### Exercise
Type out the data again. Keep every line exactly the same.

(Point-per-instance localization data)
• • • • •

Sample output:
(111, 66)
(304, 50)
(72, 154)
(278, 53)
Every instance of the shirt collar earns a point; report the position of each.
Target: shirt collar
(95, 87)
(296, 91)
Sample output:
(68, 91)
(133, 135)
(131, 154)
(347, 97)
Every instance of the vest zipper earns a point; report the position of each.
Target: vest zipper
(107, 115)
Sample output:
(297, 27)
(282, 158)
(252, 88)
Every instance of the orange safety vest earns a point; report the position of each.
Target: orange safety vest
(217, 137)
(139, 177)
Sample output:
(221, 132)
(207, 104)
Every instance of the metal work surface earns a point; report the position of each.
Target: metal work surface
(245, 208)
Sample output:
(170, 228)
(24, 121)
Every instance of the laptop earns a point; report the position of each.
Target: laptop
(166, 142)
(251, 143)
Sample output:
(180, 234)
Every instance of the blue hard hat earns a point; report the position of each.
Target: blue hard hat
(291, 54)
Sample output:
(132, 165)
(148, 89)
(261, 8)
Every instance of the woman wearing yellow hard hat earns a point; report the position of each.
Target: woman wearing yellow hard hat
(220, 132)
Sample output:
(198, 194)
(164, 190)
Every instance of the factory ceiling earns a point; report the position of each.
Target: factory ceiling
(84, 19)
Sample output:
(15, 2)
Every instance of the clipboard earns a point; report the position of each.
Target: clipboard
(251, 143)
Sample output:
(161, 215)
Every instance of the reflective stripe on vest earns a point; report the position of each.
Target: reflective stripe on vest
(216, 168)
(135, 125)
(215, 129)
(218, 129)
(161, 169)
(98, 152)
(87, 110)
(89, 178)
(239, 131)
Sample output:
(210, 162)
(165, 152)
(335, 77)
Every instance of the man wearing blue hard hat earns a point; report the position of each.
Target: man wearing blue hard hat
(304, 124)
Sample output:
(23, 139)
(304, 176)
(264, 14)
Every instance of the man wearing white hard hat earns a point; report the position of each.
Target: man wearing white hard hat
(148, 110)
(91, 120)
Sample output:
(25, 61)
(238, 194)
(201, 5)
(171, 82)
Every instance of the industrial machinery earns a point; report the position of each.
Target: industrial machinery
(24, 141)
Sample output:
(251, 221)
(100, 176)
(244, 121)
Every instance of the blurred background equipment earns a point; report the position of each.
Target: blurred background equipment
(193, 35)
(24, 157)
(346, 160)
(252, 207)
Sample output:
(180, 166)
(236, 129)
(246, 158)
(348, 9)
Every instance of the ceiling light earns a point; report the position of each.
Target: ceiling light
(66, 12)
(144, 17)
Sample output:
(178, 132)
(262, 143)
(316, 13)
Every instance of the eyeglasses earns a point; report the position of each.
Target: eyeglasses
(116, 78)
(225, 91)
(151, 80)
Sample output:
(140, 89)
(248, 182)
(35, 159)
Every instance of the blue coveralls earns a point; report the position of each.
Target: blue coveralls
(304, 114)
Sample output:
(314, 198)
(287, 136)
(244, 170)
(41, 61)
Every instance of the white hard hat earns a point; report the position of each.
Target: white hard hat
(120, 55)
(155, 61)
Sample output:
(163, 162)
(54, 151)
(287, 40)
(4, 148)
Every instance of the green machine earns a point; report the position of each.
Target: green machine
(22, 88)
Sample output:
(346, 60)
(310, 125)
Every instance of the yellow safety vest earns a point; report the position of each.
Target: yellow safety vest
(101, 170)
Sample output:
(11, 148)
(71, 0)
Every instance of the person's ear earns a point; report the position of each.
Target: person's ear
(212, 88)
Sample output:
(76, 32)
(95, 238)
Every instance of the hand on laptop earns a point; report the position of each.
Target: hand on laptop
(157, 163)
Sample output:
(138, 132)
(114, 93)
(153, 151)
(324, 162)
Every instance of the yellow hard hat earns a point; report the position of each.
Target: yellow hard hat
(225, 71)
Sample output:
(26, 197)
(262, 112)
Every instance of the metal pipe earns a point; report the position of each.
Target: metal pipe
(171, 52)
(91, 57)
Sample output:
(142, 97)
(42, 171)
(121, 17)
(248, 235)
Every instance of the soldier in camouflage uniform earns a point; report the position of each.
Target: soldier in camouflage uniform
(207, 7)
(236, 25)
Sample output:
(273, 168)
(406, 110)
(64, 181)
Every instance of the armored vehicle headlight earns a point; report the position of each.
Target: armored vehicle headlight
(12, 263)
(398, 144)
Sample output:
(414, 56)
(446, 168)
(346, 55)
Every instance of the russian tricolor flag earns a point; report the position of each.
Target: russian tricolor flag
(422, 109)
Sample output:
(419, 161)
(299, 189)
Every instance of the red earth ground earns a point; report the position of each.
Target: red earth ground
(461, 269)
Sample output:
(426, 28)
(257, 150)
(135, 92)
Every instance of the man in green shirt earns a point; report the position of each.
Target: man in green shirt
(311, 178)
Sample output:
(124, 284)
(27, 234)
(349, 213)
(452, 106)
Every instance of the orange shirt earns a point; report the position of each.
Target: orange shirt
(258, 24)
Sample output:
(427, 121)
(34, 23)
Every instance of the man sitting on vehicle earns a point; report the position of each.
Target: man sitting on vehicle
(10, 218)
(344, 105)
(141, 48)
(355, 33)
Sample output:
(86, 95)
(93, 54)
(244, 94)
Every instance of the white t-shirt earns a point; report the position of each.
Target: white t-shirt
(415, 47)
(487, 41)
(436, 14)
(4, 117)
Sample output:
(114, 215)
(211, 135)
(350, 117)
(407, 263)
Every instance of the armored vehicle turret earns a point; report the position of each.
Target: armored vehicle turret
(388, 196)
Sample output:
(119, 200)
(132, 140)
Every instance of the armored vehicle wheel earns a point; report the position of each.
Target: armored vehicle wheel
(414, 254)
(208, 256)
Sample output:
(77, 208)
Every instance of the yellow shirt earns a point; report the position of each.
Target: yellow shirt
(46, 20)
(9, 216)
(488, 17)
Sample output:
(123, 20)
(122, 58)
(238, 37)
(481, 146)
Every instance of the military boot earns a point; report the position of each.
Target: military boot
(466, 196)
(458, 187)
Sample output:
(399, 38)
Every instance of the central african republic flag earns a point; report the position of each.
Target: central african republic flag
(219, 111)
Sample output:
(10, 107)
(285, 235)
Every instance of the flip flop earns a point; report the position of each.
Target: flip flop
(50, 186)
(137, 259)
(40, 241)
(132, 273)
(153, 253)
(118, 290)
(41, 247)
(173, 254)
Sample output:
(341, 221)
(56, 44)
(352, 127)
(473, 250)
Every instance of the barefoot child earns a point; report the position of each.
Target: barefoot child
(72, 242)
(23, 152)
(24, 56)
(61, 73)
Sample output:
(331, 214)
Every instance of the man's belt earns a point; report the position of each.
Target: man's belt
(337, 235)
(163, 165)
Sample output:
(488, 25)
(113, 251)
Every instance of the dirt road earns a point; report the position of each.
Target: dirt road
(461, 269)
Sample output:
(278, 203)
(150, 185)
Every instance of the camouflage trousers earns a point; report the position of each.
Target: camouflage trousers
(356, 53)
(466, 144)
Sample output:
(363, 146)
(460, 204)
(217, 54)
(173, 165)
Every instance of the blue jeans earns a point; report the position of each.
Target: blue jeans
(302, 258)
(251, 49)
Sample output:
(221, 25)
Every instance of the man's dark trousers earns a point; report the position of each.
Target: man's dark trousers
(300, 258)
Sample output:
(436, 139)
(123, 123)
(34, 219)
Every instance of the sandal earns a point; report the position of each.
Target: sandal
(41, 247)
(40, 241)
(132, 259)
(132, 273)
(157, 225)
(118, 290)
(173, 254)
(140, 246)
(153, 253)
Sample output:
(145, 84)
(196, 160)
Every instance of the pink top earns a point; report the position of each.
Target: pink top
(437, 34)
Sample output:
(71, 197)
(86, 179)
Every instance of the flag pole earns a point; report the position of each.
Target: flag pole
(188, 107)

• • • • •

### Solution for this task
Sample output:
(111, 66)
(304, 50)
(72, 154)
(278, 53)
Every instance of the shirt collar earns a point; report the position of each.
Target: shirt collar
(95, 87)
(296, 91)
Sample output:
(68, 91)
(133, 135)
(131, 154)
(347, 97)
Every instance of the vest zipper earns a point; report the position of each.
Target: vest zipper
(107, 115)
Sample output:
(297, 27)
(282, 158)
(252, 88)
Every instance of the orange safety vest earns a point; report the position of each.
Target: orange safety vest
(217, 137)
(139, 177)
Sample output:
(221, 132)
(207, 104)
Every instance of the metal work surface earns a point; report the position of each.
Target: metal work surface
(245, 208)
Sample output:
(170, 228)
(24, 121)
Every instance of the laptop earns a point; report the position of each.
Target: laptop
(166, 142)
(251, 143)
Sample output:
(180, 234)
Every instance of the blue hard hat earns a point; report the position of each.
Target: blue hard hat
(291, 54)
Sample output:
(132, 165)
(148, 89)
(261, 8)
Every instance of the woman wearing yellow hard hat earns a point; report the position of each.
Target: woman wearing yellow hard hat
(220, 132)
Sample output:
(198, 194)
(164, 190)
Every instance of the factory ceiling earns a point; report the position of each.
Target: factory ceiling
(84, 19)
Sample output:
(15, 2)
Every instance of the clipboard earns a point; report the position of each.
Target: clipboard
(251, 143)
Sample output:
(161, 215)
Every instance of the reflective stripe on vest earns a point; report the position of each.
Target: reflective stripe on vest
(216, 168)
(135, 125)
(215, 129)
(218, 129)
(161, 169)
(98, 152)
(87, 110)
(89, 178)
(239, 131)
Sample output:
(210, 162)
(165, 152)
(335, 77)
Every instance of the man wearing blue hard hat earns a point; report the position of each.
Target: man wearing blue hard hat
(304, 124)
Sample output:
(23, 139)
(304, 176)
(264, 14)
Every instance of the man wearing white hard hat earns a point; report the position of each.
Target: man wearing white hard hat
(148, 110)
(91, 120)
Sample output:
(25, 61)
(238, 194)
(201, 5)
(171, 82)
Every instance of the industrial machinery earns a point; report the position of each.
Target: industrial machinery
(24, 141)
Sample output:
(251, 221)
(100, 176)
(244, 121)
Every instance of the blurred background equipment earns a point; report the position of each.
Target: blurred background equipment
(193, 35)
(24, 157)
(346, 160)
(252, 207)
Sample output:
(180, 166)
(236, 129)
(246, 158)
(348, 9)
Every instance of the ceiling light earns a point; report the position of each.
Target: ceiling light
(66, 12)
(144, 17)
Sample output:
(178, 132)
(262, 143)
(316, 13)
Every instance of the eyeglasses earns a point; report the position of each.
Target: eyeglasses
(116, 78)
(225, 91)
(151, 80)
Sample output:
(140, 89)
(248, 182)
(35, 159)
Every instance of the blue coveralls earns a point; report the position of each.
Target: blue coveralls
(304, 114)
Sample output:
(314, 198)
(287, 136)
(244, 170)
(41, 61)
Every instance of the white hard hat earns a point; report the position of each.
Target: white hard hat
(120, 55)
(155, 61)
Sample output:
(163, 162)
(54, 151)
(287, 40)
(4, 148)
Every instance of the green machine earns a point; report the position of each.
Target: green machine
(22, 88)
Sample output:
(346, 60)
(310, 125)
Every instance of the yellow safety vest earns a point; report the position of each.
Target: yellow safety vest
(101, 170)
Sample output:
(11, 148)
(71, 0)
Every instance of the person's ear earns a point; report the position of each.
Target: person's ear
(212, 88)
Sample output:
(76, 32)
(95, 238)
Every instance of the hand on laptop earns a point; report the position of each.
Target: hand on laptop
(157, 163)
Sample output:
(138, 132)
(114, 93)
(153, 151)
(324, 162)
Every instance of the yellow hard hat earns a point; report the position of each.
Target: yellow hard hat
(225, 71)
Sample output:
(26, 197)
(262, 112)
Every instance of the metal pipe earns a point; report the position of each.
Target: metal pipe
(171, 52)
(91, 57)
Sample output:
(142, 97)
(42, 171)
(121, 17)
(248, 235)
Every instance of the soldier in camouflage uniform earns a point; report the position of each.
Target: soldier in camouflage uniform
(207, 7)
(236, 25)
Sample output:
(273, 168)
(406, 110)
(64, 181)
Every instance of the armored vehicle headlight earns a point; report the position of each.
Target: armored vehicle headlight
(12, 263)
(398, 144)
Sample output:
(414, 56)
(446, 168)
(346, 55)
Every instance of the russian tricolor flag earns a point; report the position of each.
Target: russian tricolor flag
(422, 109)
Sample output:
(419, 161)
(299, 189)
Every instance of the red earth ground earns a point; report the position of each.
Target: red earth ground
(461, 269)
Sample output:
(426, 28)
(257, 150)
(135, 92)
Every instance of the man in green shirt earns a point; report the position of each.
Target: man in green shirt
(311, 178)
Sample output:
(124, 284)
(27, 234)
(349, 213)
(452, 106)
Every instance of the orange shirt earns a point; report the position of each.
Target: orange shirt
(258, 24)
Sample output:
(427, 121)
(34, 23)
Every instance of the man sitting on vehicle earns a point; report the position of each.
Target: man sitting on vehicle
(10, 218)
(344, 105)
(141, 48)
(355, 33)
Sample output:
(86, 95)
(93, 54)
(244, 94)
Every instance of the white t-shirt earns a point; report the position of each.
Target: white t-shirt
(415, 47)
(487, 41)
(436, 14)
(4, 117)
Sample output:
(114, 215)
(211, 135)
(350, 117)
(407, 263)
Every instance of the armored vehicle turret earns a point; report the position of each.
Target: armored vehicle turret
(388, 196)
Sample output:
(119, 200)
(132, 140)
Every instance of the armored vehicle wheel earns a point; report the position of each.
Target: armored vehicle wheel
(414, 254)
(208, 256)
Sample output:
(77, 208)
Every instance of the yellow shirt earns a point; report the position of each.
Target: yellow shirt
(46, 20)
(9, 216)
(488, 17)
Sample output:
(123, 20)
(122, 58)
(238, 37)
(481, 146)
Every instance of the military boot earns a point; report the position of each.
Target: military boot
(466, 196)
(458, 187)
Sample output:
(399, 38)
Every instance of the central african republic flag earns a point; report the position of each.
Target: central african republic flag
(219, 111)
Sample output:
(10, 107)
(285, 235)
Every instance of the flip flop earns a point; report the position of each.
Target: flip flop
(50, 186)
(137, 259)
(40, 241)
(132, 273)
(153, 253)
(118, 290)
(41, 247)
(173, 254)
Sample output:
(341, 221)
(56, 44)
(352, 127)
(473, 250)
Every instance of the barefoot child earns a point; report the position of each.
Target: barefoot child
(72, 242)
(23, 152)
(24, 56)
(61, 73)
Sample output:
(331, 214)
Every instance of the man's belt earns a point; report the position of each.
Target: man's belt
(337, 235)
(163, 165)
Sample output:
(488, 25)
(113, 251)
Every instance of the dirt road earns a point; report the position of each.
Target: dirt road
(461, 269)
Sample output:
(278, 203)
(150, 185)
Every instance of the camouflage trousers earns a point; report the position of each.
Target: camouflage trousers
(356, 53)
(466, 144)
Sample output:
(363, 146)
(460, 204)
(217, 54)
(173, 165)
Every instance of the blue jeans earns a point; report the position of each.
Target: blue jeans
(302, 258)
(251, 49)
Sample output:
(221, 25)
Every instance of the man's dark trousers earns a point; report the position of each.
Target: man's dark trousers
(300, 258)
Sample output:
(436, 139)
(123, 123)
(34, 219)
Every instance of the sandal earns a point; report the position of each.
Target: sandal
(41, 247)
(40, 241)
(132, 259)
(132, 273)
(157, 225)
(118, 290)
(173, 254)
(140, 246)
(153, 253)
Sample output:
(145, 84)
(196, 160)
Every instance of the pink top earns a point; report the position of each.
Target: pink top
(437, 34)
Sample output:
(71, 197)
(86, 179)
Every instance of the flag pole earns a point; report the position of each.
Target: flag pole
(188, 107)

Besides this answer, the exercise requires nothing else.